## Action item A
In the reply about an alcoholic parent, how long was the mother's bender before the writer felt it was acceptable to take care of themselves?
## Action item B
Carry the reply about an alcoholic parent forward from its last sentence.

## Text block
++++++++
You are moving along pretty well in this painful process. God, how badly it must hurt to have this happen to a child. In my case, it was my mother (my father just dropped out when I was born and alcohol took over HIS life.) But there's a similar modality: at age 11-12 I endured a solid year of my mother's steady decline from bad to extremely bad before I felt that I was justified in running away from home. In my case she had to go on a bender for a solid week, missing work entirely, both waking up and going to bed drunk, utterly unpredictable in her behavior, before I felt that maybe it was ok for me to take care of myself instead of her. It's a shitty lesson to learn when you're a kid, but maybe it's better learned as a kid than as a parent.
++++++++
## Data extract
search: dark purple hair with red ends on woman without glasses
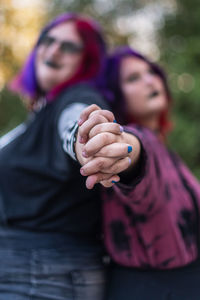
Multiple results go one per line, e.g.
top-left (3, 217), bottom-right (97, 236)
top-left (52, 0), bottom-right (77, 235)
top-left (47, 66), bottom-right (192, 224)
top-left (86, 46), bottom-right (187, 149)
top-left (105, 46), bottom-right (172, 135)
++++++++
## Reply A
A solid week.

## Reply B
In my view, you are perhaps at 1.5 on a progression from 0 to 10. You are talking to your son hopefully about how your current stance is going to help him to progress in a healthy direction. Look, this hurts, but your current stance is helping YOU to progress, not David. He's on his own path and you have less and less to do with it every day. My unasked-for advice is to prepare yourself for the worst. Get ready to let go. REALLY let go. It's out of your hands at this point. I know I'm not the first to tell you this. I'm sorry. So, so sorry.

Hold on to every source of support you can. I wouldn't be here today if not for all the healthy, caring, dependable people who looked out for me when I was lost. Bless you. All strength to you.
Bravo. Sometimes, this kind of stuff has to be done to get someone back on the good road.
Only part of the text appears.